----- Data to use -----
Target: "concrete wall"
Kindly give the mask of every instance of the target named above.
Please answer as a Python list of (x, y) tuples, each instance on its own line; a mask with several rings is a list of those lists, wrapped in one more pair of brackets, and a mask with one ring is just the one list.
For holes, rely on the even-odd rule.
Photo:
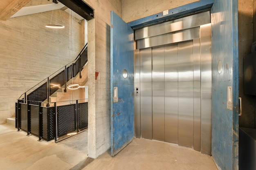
-----
----- Data to use -----
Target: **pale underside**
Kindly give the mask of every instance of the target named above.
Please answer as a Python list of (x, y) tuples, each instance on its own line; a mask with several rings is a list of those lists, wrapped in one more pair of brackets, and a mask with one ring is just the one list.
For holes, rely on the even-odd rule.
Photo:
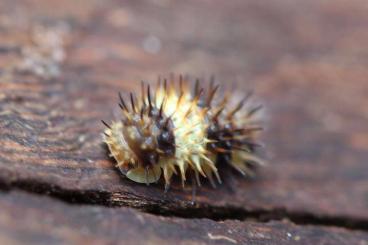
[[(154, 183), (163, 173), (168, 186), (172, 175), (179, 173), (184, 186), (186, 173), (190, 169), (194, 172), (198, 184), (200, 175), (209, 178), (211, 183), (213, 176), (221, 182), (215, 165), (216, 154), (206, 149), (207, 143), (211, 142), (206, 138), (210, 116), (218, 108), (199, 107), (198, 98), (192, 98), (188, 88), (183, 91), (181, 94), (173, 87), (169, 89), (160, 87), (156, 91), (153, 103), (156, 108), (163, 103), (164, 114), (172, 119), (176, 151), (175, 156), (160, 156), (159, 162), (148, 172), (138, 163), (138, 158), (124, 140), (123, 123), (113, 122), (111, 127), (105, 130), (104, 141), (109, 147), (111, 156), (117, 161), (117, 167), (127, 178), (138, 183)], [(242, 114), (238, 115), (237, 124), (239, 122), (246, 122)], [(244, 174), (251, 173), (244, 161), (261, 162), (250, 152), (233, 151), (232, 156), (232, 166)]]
-----
----- Data to use -----
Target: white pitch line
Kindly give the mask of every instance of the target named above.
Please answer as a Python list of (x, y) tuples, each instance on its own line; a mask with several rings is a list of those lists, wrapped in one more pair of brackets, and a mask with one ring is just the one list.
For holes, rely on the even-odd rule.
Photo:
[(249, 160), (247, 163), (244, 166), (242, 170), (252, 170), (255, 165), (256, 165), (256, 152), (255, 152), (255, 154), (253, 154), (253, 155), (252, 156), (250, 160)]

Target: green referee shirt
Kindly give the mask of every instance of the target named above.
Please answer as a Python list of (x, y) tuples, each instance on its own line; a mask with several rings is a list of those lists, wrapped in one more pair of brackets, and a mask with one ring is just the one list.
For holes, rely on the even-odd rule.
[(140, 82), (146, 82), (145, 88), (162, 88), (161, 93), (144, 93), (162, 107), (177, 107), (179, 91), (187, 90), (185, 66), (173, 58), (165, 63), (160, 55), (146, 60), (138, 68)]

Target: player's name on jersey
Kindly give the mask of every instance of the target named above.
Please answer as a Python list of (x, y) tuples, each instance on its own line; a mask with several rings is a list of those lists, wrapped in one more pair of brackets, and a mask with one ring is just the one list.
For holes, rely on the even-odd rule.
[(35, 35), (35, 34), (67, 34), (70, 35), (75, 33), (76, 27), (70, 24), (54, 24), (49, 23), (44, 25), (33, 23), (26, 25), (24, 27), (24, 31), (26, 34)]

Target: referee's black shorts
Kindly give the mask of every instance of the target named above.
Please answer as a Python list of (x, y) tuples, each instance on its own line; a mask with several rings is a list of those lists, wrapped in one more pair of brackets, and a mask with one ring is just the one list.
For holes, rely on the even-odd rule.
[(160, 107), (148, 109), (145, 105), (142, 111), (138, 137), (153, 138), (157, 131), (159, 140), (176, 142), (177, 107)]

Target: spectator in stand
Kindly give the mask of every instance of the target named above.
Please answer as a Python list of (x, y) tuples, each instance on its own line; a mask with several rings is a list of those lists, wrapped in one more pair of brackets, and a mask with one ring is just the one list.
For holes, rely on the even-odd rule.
-----
Stated problem ▸ Please update the records, starting at the line that has "Target: referee's black shorts" and ending after the one that has "142), (177, 107)]", swapping "Kindly" for "Please" and keeping all else the same. Return only those lines.

Output for this task ▸
Target: referee's black shorts
Please give the mask of every instance of the target named above.
Please answer as a Python list of (x, y) tuples, each instance on its own line; a mask with several rings is a list of those lists, wrapped in one more pair of brackets, and a mask with one ring is just the one list.
For holes, rely on the even-odd rule.
[(160, 107), (148, 109), (145, 105), (142, 111), (138, 137), (153, 138), (157, 131), (159, 140), (176, 142), (177, 107)]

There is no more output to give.